## [ACTIONS DEMANDÉES]
1 > Énumérez toutes les formes que le fil peut prendre, d'après la dernière phrase de l'extrait du document.
2 > Selon l'extrait du document, combien d'artistes exposent leurs œuvres à la villa et dans ses jardins ?
3 > D'après l'extrait du document, à quoi sert le fil d'Ariane dans la mythologie ?

## [EXTRAIT DU DOCUMENT]
______

En 2018, la Fondation Villa Datris explore pour sa 8ème exposition l’art textile, le tissage et le tressage. La villa et ses jardins exposent plus d’une centaine d’œuvres de 74 artistes.
En marge d’une entrée gratuite, la Villa Datris organise des visites guidées, des visites ludiques ou encore des ateliers de création pour les enfants, tout au long de l’été.

« Il essayait de rassembler les fils écarlates de sa vie et d’en tisser un motif, de trouver son chemin dans le labyrinthe excitant de la passion où il errait. »
Oscar Wilde, Le Portrait de Dorian Gray

Nick CAVE, Soundsuit, 2011 © Nick Cave - Photo by James Prinz Photography. Courtesy of the artist and Jack Shainman Gallery, New York

Depuis la nuit des Temps, le fil fascine et inspire les artistes et poètes, et la mythologie n’a cessé d’en dérouler les mystères : l’implacable fil des Parques ; celui de la toile de Pénélope, qui rime avec infini, ou encore le fil d’Ariane – pour qu’enfin Thésée trouve l’issue du labyrinthe... Il peut aussi devenir noeud, imbroglio, énigme, noeud gordien ou boucle de Moebius.

______

## [ENREGISTREMENTS PRÉSENTÉS]
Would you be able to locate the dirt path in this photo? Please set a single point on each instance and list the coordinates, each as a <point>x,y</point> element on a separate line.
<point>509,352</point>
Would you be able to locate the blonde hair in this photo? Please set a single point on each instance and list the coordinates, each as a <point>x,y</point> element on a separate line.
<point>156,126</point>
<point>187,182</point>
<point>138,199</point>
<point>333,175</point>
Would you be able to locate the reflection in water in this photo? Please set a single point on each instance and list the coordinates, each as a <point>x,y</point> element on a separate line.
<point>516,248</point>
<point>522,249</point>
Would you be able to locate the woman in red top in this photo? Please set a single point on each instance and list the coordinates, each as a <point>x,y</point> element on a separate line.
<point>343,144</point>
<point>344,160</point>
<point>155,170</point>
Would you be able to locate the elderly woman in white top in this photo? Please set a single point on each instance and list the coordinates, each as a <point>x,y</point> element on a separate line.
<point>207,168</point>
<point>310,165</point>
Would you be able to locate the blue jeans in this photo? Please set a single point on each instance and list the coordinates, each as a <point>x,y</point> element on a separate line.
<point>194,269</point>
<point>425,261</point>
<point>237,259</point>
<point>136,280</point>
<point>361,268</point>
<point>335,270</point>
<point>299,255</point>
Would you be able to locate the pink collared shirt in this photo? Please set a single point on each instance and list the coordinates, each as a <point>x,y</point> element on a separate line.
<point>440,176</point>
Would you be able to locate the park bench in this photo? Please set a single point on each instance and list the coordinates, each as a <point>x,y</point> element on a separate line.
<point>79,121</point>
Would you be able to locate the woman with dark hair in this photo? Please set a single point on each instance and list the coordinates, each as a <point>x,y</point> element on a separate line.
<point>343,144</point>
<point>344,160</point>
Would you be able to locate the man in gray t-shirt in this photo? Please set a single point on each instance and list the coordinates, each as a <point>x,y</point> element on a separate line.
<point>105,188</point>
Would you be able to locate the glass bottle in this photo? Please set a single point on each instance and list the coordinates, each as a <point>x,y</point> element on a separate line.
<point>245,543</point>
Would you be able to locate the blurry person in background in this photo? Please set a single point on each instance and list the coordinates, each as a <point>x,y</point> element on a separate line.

______

## [RÉSULTATS ATTENDUS]
1 > Noeud, imbroglio, énigme, noeud gordien, boucle de Moebius.

2 > 74 artistes.

3 > Le fil d'Ariane permet à Thésée de trouver enfin l'issue du labyrinthe.